## Passage shown
## Begin
I was at the gas station this morning when I realized that someone had hit-and-run my car the other day. Now, once-pristine sheet metal is instead a gnarled canyon of flaking paint and warped steel.


My blood started to boil. I went into paroxysms of rage and misanthropy, unable to believe that someone could be so pathetic as to not leave a note. There was just no way that this person was oblivious to the fact that he or she had pummeled my car.

My faith in humanity was restored when the claims representative at my insurance company told me that, indeed, they get claims from people who hit parked cars and leave notes all the time. Though I do hope the person who did this feels guilty. In fact, if you've ever hit-and-run a parked car, why don't you just feel guilty for a second.

OK, that's enough. Thanks for caring.
## End
## Required task a
Reproduce the hit-and-run passage above word for word.

## Records
## Begin
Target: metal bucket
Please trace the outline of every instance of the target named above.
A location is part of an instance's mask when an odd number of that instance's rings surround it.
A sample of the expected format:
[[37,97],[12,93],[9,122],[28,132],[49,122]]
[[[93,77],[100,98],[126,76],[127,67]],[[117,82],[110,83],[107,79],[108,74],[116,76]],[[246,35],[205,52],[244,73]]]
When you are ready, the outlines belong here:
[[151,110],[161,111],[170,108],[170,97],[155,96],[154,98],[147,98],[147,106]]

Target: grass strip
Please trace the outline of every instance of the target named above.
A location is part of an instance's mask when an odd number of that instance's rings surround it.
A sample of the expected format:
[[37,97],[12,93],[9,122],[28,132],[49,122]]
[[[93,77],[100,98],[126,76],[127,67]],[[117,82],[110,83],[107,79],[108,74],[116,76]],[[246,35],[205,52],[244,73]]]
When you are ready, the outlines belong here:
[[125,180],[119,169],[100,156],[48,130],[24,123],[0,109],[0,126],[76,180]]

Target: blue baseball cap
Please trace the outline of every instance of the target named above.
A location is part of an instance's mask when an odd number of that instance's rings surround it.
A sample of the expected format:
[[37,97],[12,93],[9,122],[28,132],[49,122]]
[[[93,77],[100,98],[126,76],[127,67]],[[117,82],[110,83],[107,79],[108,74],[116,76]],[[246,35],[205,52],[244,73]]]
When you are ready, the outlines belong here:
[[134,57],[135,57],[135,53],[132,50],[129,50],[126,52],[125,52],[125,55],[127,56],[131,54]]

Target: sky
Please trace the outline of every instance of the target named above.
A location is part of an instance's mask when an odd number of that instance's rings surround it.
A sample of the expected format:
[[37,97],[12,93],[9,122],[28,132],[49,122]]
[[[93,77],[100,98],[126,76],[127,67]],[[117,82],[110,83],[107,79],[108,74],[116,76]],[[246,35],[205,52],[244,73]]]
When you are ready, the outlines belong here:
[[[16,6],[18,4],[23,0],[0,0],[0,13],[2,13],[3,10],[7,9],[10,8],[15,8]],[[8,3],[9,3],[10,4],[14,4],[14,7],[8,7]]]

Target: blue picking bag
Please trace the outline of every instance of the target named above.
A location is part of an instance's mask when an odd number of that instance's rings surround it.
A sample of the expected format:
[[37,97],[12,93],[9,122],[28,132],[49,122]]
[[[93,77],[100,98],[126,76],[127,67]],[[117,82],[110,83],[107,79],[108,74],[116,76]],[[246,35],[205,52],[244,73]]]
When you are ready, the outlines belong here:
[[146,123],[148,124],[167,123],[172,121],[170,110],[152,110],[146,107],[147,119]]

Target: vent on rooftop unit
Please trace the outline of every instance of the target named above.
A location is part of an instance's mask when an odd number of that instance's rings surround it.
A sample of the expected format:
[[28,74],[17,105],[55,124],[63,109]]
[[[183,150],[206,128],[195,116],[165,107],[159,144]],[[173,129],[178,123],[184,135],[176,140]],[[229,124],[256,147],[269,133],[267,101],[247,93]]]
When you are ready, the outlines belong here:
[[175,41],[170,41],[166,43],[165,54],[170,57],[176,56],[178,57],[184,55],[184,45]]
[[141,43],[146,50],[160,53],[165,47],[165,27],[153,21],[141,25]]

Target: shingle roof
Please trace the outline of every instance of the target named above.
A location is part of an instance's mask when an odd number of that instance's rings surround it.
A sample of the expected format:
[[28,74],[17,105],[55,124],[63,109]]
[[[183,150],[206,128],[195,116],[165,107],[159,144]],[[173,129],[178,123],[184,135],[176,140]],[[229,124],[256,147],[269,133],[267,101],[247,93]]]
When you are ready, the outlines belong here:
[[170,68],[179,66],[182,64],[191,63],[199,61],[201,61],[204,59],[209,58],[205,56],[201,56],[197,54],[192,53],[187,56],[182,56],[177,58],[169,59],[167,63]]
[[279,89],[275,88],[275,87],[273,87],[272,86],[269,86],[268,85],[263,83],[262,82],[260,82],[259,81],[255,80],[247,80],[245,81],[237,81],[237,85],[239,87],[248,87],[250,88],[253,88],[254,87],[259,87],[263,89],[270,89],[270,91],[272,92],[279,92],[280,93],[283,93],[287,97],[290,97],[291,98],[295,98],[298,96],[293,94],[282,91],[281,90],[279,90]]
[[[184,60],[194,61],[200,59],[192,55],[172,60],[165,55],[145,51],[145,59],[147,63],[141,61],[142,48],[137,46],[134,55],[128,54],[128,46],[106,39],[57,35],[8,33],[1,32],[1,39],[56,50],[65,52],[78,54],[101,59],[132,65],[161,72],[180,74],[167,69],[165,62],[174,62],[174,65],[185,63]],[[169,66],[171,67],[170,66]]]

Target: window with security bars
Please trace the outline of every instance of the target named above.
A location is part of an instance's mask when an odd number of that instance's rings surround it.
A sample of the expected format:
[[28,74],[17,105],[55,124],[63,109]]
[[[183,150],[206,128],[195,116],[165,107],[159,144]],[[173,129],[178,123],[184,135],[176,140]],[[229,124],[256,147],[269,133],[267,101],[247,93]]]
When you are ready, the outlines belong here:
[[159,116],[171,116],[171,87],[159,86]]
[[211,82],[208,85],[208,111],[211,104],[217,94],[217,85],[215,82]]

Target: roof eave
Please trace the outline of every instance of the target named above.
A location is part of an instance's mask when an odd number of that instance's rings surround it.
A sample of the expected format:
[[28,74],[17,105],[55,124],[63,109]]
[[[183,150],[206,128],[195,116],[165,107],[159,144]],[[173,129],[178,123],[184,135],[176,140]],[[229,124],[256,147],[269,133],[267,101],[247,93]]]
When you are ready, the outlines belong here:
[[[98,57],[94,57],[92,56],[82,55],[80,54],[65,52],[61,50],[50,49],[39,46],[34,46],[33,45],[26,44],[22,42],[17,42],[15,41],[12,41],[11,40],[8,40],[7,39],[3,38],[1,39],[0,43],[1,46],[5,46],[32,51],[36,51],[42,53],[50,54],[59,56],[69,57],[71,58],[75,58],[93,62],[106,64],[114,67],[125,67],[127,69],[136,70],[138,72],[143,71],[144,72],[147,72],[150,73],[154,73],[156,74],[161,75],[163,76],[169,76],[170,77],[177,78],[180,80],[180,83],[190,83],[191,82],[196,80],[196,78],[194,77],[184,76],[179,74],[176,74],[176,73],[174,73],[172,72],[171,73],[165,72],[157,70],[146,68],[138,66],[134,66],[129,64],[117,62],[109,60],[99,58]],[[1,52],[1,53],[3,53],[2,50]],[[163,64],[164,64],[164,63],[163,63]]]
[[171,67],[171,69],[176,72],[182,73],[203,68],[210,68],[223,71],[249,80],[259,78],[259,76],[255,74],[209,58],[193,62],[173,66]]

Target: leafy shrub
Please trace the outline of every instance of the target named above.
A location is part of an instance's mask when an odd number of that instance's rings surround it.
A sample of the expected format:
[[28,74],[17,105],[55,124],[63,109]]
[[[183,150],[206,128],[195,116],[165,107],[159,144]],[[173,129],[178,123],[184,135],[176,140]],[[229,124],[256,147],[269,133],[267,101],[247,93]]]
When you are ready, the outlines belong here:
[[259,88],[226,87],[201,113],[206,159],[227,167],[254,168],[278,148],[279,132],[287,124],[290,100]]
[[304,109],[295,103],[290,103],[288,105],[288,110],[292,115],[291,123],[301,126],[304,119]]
## End
## Required task b
Rewrite the listing from the line with "Target: blue picking bag" up to and including the line with "[[141,43],[146,50],[160,53],[165,47],[165,27],[153,21],[141,25]]", requests included, with 65 added to every coordinate in the outlines given as answers. Return only those lines.

## Expected answer a
I was at the gas station this morning when I realized that someone had hit-and-run my car the other day. Now, once-pristine sheet metal is instead a gnarled canyon of flaking paint and warped steel.


My blood started to boil. I went into paroxysms of rage and misanthropy, unable to believe that someone could be so pathetic as to not leave a note. There was just no way that this person was oblivious to the fact that he or she had pummeled my car.

My faith in humanity was restored when the claims representative at my insurance company told me that, indeed, they get claims from people who hit parked cars and leave notes all the time. Though I do hope the person who did this feels guilty. In fact, if you've ever hit-and-run a parked car, why don't you just feel guilty for a second.

OK, that's enough. Thanks for caring.

## Expected answer b
Target: blue picking bag
Please trace the outline of every instance of the target named above.
A location is part of an instance's mask when an odd number of that instance's rings surround it.
A sample of the expected format:
[[37,97],[12,93],[9,122],[28,132],[49,122]]
[[[93,77],[100,98],[126,76],[127,67]],[[117,82],[110,83],[107,79],[108,74],[116,76]],[[246,35],[205,52],[244,73]]]
When you are ready, the outlines belong here:
[[211,188],[213,189],[232,188],[237,186],[235,175],[217,175],[211,172],[212,184]]

Target: vent on rooftop unit
Please trace the outline of every instance of the target named above.
A location is part of an instance's mask when an odd number of that instance's rings surround it.
A sample of the expected format:
[[28,74],[17,105],[55,124],[63,109]]
[[[183,150],[206,128],[195,116],[165,107],[159,144]],[[173,129],[178,123],[184,135],[176,140]],[[229,124],[256,147],[269,133],[267,101],[247,93]]]
When you are ready, the outlines belong here:
[[240,106],[235,106],[231,108],[230,119],[235,122],[241,121],[243,122],[249,120],[249,110]]
[[206,108],[211,115],[225,118],[230,112],[230,92],[218,86],[206,90]]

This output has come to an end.